Written instruction 1:
Answer these questions about the divorce story:
(a) In what year did the 70-year-old client share her daughter's story?
(b) How many daughters do the narrator and the narrator's wife have?
(c) For which year did the tax form show the interest paid on the Home Equity Line of Credit?
Written instruction 2:
Rewrite the divorce story starting at "Divorce Story –" and ending at "found it upsetting.", replacing "sisters" with "brothers".
Written instruction 3:
Translate this sentence from the divorce story into Spanish: "Her daughter said that she had received a document from the bank that she did not understand."

Document passage:
■ ■ ■

Divorce Story – My Second Saturday Wake County Catalyst
In 2006, a 70 year old client shared with me the story of her daughter’s divorce. I’m really not sure why it struck a nerve with me. Maybe it was because her daughter was my age. Perhaps it was because I have two sisters. Or maybe it was because my wife and I have three daughters. I really couldn’t put my finger on it, but I found it upsetting.
In January, her daughter (who had been married for more than 20 years) approached her in tears. Fighting through the tears she said, “Mom, Bill and I are getting divorced.” “Why?” her mother asked. Her daughter said that she had received a document from the bank that she did not understand. When she called to ask what she had received, she was told that it was a tax form showing how much interest she and her husband had paid on a Home Equity Line of Credit (HELOC) in 2005. She said, “I do not know what you’re talking about. We don’t have a second mortgage!”

■ ■ ■

Extracted data:
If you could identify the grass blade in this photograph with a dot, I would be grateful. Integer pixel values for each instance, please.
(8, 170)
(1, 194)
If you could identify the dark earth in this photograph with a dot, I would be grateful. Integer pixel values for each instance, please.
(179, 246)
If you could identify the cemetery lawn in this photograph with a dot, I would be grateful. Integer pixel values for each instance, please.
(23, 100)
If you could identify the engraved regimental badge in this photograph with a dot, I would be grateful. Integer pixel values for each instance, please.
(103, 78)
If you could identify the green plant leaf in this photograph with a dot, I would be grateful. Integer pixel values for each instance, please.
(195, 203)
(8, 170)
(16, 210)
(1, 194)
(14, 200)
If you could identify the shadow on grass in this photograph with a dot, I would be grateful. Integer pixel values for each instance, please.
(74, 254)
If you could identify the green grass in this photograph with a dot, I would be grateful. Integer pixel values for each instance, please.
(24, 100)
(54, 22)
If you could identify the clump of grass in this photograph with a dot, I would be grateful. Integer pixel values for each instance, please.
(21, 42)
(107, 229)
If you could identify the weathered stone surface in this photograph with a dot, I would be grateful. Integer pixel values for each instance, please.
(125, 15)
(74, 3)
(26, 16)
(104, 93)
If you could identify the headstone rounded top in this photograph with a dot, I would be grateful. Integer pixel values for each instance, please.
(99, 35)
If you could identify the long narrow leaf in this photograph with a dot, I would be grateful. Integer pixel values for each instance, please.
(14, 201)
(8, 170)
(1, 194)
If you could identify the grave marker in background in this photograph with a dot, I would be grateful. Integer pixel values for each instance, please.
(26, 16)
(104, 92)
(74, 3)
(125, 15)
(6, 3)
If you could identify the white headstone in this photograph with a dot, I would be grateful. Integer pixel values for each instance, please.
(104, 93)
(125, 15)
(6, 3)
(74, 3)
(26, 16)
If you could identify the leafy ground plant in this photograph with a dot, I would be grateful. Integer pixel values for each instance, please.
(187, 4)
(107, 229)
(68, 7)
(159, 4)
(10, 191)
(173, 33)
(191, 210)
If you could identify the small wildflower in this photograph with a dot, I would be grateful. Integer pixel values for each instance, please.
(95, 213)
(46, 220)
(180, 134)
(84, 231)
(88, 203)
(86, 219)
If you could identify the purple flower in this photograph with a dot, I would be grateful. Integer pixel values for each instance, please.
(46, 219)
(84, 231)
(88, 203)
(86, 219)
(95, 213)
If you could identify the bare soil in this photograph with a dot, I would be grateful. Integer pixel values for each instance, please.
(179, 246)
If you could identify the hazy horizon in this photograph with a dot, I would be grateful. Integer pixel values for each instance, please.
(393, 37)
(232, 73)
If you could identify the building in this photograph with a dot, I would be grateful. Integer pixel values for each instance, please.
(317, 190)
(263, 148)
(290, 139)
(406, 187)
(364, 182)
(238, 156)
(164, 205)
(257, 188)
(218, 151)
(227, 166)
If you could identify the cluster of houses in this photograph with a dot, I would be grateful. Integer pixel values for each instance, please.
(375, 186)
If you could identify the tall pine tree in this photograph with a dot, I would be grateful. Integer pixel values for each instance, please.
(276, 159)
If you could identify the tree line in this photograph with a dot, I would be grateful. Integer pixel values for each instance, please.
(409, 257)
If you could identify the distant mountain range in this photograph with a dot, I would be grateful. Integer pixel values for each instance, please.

■ ■ ■

Full solution 1:
(a) 2006
(b) Three
(c) 2005

Full solution 2:
Divorce Story – My Second Saturday Wake County Catalyst
In 2006, a 70 year old client shared with me the story of her daughter’s divorce. I’m really not sure why it struck a nerve with me. Maybe it was because her daughter was my age. Perhaps it was because I have two brothers. Or maybe it was because my wife and I have three daughters. I really couldn’t put my finger on it, but I found it upsetting.

Full solution 3:
Su hija dijo que había recibido del banco un documento que no entendía.